Batman: O Cavaleiro das Trevas (2008) mostra uma cena inimaginável à época em que foi lançado. Um painel de controle monitorava Gotham City inteira a partir dos sinais de celulares de seus habitantes. Os aparelhos funcionavam como microsonares e a emissão de seus sinais permitia inferir uma quantidade tão monstruosa de dados, que o sistema de controle devolvia o resultado do rastreamento na forma de imagens 3D da paisagem e do seus habitantes.

A tecnologia “testada” no Cavaleiro das Trevas não está ainda disponível no nosso cotidiano. Contudo, os avanços das formas de controle via dados provenientes das redes, especialmente pelo uso do celular, indicam que entramos de cabeça na era da Sociedade de Controle sobre a qual escreveu Gilles Deleuze nos anos 1990. 

Sociedade de Controle
Nesse ensaio, Deleuze discute a emergência de uma forma de vigilância distribuída, que relativiza o modelo de controle panóptico, conceituado por Michel Foucault. A esse sistema, que vai encontrar seu símbolo mais bem acabado no Big Brother orwelliano, superpõem-se processos de rastreamento que operam a partir de um mundo invisível de códigos, de senhas, de fluxos de dados migrantes entre bases computadorizadas de algumas poucas corporações de tecnologia. 

São esses dados, combinados às estatísticas dos sistemas públicos de saúde, que gerenciam os movimentos da pandemia. Eles alimentam desde as plataformas de monitoramento do Estado, como a do governo de São Paulo, a aplicativos como o Private Kit Save Paths, desenvolvido no MIT Lab, e o israelense HaMagen, entre vários outros

Mas a esfera da vigilância que estamos vivendo hoje, no âmago da coronavida, não se resume somente à esfera da invisibilidade do controle dos minibrothers que habitam em nossos bolsos e bolsas. Ela é uma vigilância molecular, que se introjeta no corpo sem tocá-lo, como os termômetros com sensores infravermelhos que se tornaram icônicos da pandemia. Mas é também macro-ocular, expandindo-se em direção ao voyeurismo compulsório a que somos submetidos na vida social e no trabalho remoto mediado por telas.
○ ○ ○ ○ ○
Partes do exercício =
(a) No trecho sobre vigilância, qual aplicativo aparece como desenvolvido no MIT Lab?
(b) Continue o trecho sobre vigilância a partir da última frase apresentada.

Dados de localização por ponto em cada instância
○ ○ ○ ○ ○
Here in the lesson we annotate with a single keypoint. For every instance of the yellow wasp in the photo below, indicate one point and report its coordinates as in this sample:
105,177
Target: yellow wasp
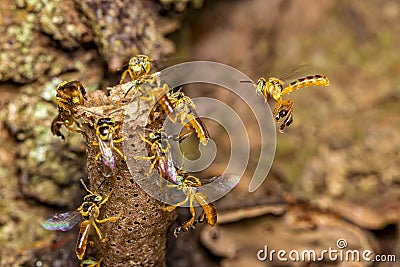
106,132
190,187
275,87
89,211
138,66
69,95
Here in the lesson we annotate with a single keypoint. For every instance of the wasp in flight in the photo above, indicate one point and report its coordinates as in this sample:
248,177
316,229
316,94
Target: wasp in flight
89,211
106,131
69,95
275,88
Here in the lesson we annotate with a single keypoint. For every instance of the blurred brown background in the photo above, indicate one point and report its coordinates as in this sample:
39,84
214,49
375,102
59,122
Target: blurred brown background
335,173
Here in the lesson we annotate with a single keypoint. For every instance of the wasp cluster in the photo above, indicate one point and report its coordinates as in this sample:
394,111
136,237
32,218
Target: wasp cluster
136,220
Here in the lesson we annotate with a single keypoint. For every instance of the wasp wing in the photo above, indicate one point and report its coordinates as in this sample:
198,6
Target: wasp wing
62,221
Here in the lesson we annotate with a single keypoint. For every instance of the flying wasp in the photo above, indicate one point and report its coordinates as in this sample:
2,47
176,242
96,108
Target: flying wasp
275,88
68,96
89,211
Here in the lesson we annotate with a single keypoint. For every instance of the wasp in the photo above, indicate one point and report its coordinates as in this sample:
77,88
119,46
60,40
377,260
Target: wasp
67,119
91,262
189,184
68,96
275,88
106,131
178,106
138,66
89,211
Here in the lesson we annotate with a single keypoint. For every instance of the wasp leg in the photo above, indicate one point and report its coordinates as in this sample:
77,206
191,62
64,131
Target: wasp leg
172,207
109,219
99,232
105,200
123,76
188,224
120,153
284,108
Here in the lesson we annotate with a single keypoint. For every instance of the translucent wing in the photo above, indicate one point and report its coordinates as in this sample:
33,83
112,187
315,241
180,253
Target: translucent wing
106,153
62,221
216,188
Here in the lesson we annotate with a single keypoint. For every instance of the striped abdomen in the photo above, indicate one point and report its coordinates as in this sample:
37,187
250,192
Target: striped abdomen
199,127
315,80
208,207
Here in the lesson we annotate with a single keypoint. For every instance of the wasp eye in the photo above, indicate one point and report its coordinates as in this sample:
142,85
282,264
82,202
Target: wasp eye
283,113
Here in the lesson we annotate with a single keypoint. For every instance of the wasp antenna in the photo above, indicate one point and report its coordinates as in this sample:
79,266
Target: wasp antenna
92,112
115,111
102,182
246,81
84,185
123,67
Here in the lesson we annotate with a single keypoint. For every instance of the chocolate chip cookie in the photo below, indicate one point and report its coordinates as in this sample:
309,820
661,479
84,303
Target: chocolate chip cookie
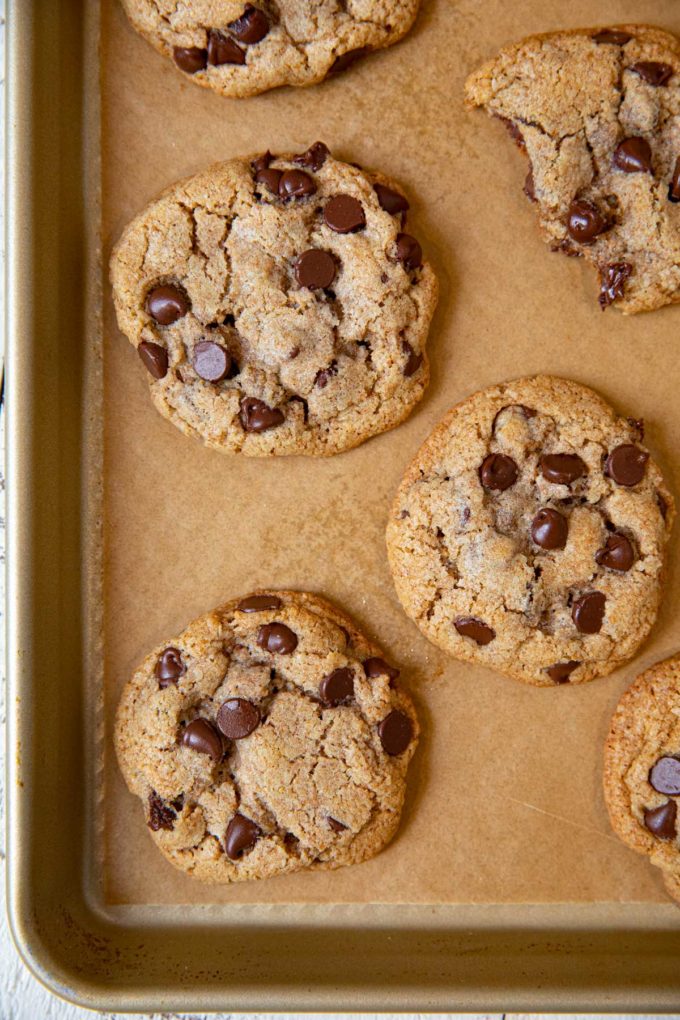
596,113
642,769
529,533
277,304
269,736
240,49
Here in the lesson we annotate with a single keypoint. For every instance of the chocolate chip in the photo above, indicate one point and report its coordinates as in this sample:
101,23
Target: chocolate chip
413,360
161,814
661,821
222,49
346,60
613,36
191,58
585,221
626,464
258,603
633,155
617,554
588,612
315,156
169,667
613,277
315,269
336,686
652,71
396,732
409,252
211,361
469,626
665,775
166,304
561,671
498,472
276,638
344,214
252,27
201,735
562,468
674,187
154,358
390,200
256,416
296,184
242,834
238,718
550,528
378,667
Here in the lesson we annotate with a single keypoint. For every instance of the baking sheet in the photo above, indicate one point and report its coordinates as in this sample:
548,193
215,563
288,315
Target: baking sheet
505,802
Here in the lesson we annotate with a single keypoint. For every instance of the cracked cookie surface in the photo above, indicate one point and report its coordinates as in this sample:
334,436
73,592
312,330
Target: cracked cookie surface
277,304
642,769
597,113
529,533
269,736
240,49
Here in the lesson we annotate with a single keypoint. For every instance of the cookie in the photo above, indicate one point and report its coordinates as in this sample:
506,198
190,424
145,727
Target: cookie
242,49
596,112
642,769
270,735
277,304
529,533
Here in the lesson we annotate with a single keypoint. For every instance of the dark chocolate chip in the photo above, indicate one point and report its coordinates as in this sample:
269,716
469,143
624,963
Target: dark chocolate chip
296,184
562,468
238,718
390,200
242,834
344,214
561,671
201,735
633,155
652,71
190,58
211,361
315,269
585,221
498,472
477,630
252,27
613,36
665,775
166,304
409,252
588,612
661,821
276,638
336,686
613,278
161,814
154,358
259,603
626,464
256,416
169,667
396,732
222,49
617,554
315,156
550,528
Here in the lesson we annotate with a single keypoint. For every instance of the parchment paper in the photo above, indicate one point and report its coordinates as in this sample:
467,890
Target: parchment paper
505,802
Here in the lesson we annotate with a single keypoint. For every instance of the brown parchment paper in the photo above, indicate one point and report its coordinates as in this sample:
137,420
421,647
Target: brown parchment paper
505,802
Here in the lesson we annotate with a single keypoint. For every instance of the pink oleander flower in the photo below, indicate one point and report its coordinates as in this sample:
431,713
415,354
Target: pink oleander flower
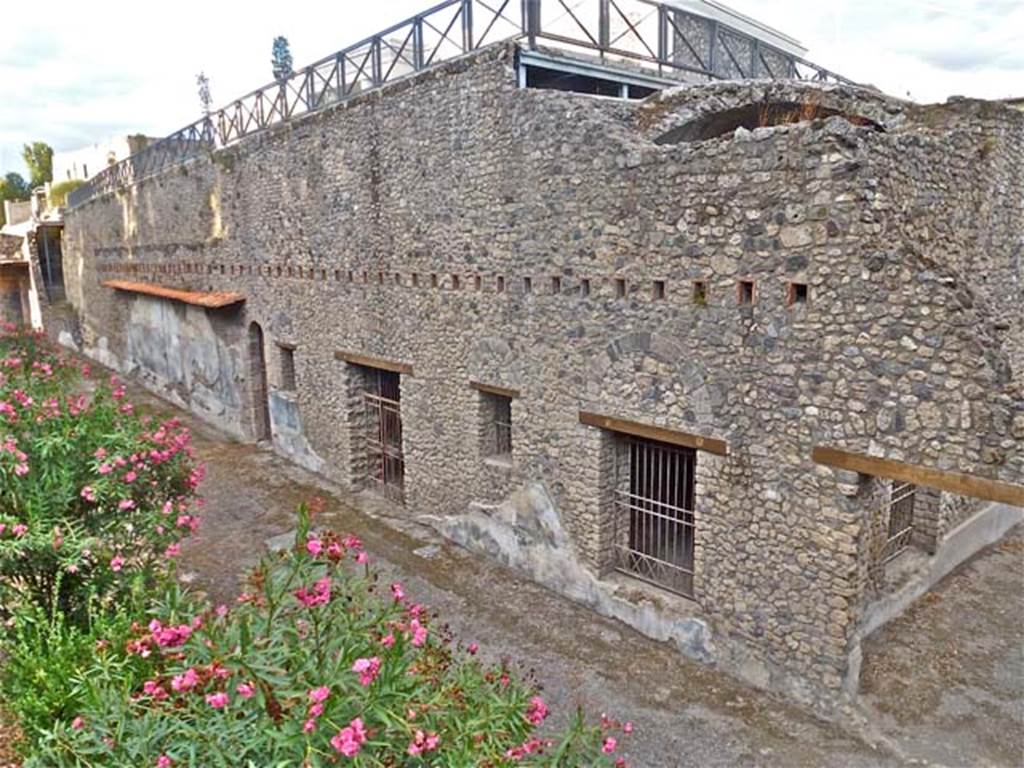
155,689
318,595
419,632
537,712
217,700
423,742
184,682
318,695
246,690
169,637
368,669
349,739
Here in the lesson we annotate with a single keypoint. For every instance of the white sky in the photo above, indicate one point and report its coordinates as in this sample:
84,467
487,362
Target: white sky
73,73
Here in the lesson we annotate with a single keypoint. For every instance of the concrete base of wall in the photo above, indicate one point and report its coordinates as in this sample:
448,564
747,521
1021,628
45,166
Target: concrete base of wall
289,439
984,528
967,540
525,534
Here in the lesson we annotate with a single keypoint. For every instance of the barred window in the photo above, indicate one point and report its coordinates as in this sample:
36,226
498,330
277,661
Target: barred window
497,412
287,368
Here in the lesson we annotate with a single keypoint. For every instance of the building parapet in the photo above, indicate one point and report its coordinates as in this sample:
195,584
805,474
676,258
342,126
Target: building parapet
667,40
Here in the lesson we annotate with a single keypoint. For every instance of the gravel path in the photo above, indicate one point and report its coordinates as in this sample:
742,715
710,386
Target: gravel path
943,685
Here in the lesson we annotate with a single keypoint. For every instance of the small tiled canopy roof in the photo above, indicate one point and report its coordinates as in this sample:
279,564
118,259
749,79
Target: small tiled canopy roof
9,247
211,300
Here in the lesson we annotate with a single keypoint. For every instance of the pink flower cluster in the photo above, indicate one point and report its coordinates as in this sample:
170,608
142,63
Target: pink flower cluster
334,548
318,595
537,713
171,637
9,445
367,669
423,742
349,739
316,698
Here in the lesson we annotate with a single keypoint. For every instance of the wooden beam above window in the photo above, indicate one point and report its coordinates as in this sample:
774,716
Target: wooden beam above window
953,482
493,389
650,432
365,359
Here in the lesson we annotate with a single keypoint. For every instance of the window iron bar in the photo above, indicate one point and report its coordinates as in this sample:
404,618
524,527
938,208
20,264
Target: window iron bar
654,523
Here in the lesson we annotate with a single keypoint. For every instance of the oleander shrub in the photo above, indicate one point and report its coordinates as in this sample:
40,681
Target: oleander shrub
43,658
92,496
316,664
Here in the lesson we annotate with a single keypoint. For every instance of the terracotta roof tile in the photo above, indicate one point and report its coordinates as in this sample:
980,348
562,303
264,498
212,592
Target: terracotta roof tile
210,300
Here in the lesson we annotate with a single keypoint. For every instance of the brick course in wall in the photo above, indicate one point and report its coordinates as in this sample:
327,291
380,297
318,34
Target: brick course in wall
406,224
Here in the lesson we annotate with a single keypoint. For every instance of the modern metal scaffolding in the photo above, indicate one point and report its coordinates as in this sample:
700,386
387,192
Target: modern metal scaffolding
670,42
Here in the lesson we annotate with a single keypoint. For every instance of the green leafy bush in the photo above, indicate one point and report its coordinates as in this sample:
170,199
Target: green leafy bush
315,665
45,657
91,495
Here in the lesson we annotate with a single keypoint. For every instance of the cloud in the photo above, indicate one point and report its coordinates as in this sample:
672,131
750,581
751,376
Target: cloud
94,71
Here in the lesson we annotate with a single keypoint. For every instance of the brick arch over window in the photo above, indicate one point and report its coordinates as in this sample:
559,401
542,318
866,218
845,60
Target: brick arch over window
657,371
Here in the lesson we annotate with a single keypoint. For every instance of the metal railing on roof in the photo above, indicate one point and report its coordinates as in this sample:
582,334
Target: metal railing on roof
672,41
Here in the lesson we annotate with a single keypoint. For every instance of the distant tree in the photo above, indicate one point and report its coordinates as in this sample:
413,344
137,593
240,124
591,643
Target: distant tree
282,58
39,159
12,186
15,187
205,99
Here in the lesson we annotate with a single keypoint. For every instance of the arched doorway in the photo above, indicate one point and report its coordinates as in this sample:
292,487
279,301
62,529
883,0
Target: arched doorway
257,383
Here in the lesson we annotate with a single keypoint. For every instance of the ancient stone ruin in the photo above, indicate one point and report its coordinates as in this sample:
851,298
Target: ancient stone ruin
738,361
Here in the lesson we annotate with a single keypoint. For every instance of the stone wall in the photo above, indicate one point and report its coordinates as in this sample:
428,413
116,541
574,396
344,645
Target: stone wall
549,243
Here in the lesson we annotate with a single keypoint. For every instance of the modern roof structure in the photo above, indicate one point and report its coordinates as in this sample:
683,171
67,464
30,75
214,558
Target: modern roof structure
614,42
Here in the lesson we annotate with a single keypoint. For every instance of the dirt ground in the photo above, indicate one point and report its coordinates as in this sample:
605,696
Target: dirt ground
943,685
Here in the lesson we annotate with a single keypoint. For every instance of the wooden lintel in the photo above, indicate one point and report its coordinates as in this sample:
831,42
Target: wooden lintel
647,431
493,389
954,482
366,359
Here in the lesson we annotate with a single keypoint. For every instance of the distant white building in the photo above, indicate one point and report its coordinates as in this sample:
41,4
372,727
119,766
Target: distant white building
86,162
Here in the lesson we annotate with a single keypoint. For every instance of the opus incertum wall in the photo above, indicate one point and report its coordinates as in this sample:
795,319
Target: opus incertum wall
849,282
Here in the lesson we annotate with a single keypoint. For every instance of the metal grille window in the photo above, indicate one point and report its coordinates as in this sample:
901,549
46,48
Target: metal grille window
287,368
498,426
654,524
385,461
51,263
900,529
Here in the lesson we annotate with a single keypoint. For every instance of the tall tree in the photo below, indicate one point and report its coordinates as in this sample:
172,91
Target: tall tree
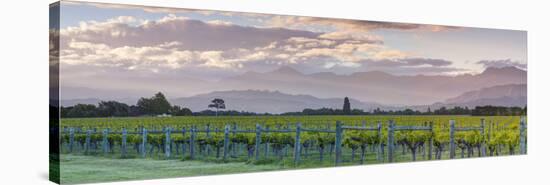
154,105
347,106
113,108
217,103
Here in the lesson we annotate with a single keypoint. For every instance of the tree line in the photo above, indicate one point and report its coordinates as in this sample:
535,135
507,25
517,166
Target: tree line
159,105
155,105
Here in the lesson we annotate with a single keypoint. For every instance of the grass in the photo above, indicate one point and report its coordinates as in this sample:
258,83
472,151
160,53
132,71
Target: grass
88,169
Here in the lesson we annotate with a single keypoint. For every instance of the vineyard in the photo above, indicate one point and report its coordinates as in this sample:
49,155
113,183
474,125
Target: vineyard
296,141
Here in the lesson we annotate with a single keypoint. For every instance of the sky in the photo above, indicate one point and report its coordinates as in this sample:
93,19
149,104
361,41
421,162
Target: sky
105,41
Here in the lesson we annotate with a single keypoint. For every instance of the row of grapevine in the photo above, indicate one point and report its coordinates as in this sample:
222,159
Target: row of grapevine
292,141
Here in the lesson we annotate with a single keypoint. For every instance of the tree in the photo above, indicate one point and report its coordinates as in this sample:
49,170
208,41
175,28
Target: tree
113,108
80,111
218,104
178,111
347,106
154,105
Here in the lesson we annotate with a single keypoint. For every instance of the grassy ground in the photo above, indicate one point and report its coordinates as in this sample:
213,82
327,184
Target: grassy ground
87,169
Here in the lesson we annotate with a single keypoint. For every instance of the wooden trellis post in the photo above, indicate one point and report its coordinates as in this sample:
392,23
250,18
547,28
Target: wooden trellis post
144,143
390,142
225,142
123,144
71,139
338,143
379,155
192,143
522,136
105,141
88,141
183,143
258,140
208,148
167,142
431,141
297,144
234,145
452,139
266,148
483,143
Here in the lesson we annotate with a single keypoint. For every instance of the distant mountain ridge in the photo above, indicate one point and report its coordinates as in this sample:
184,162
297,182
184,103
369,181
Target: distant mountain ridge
○ ○ ○ ○ ○
Respostas por tarefa =
(a) O Private Kit Save Paths.

(b)
Corpos vulneráveis
Tudo isso ocorre, no entanto, em um momento paradoxal do processo de globalização, que se consolidou como um sinônimo da cultura da mobilidade. A socióloga Saskia Sassen mostrou, em mais de uma oportunidade, como a globalização engendrou uma geografia pautada pela dinâmica de dispersão (das atividades econômicas) e de centralização territorial do seu gerenciamento. Isso conflui para um desenho do espaço em que os centros (ou nós) de poder articulam-se diretamente a sua capacidade de dominar o fluxo, de modo que podíamos dizer que na contemporaneidade o excluído é o imóvel.

Digo podíamos porque o coronavírus inverteu bruscamente essa equação. Na coronavida, quem pode parar, ficar em casa, o imóvel, é o socialmente privilegiado. São esses os corpos que podem e são rastreáveis, computáveis, vigiáveis e curáveis… 

No atual contexto “laboratorial” que a coronavida impõe, no qual a cumplicidade com o monitoramento é também uma prerrogativa de sobrevivência, o não rastreado é aquele para o qual o Estado já havia voltado às costas. Na espiral da “coronavigilância”, o sujeito móvel é aquele invisível visível que nossa violência social teima em não enxergar.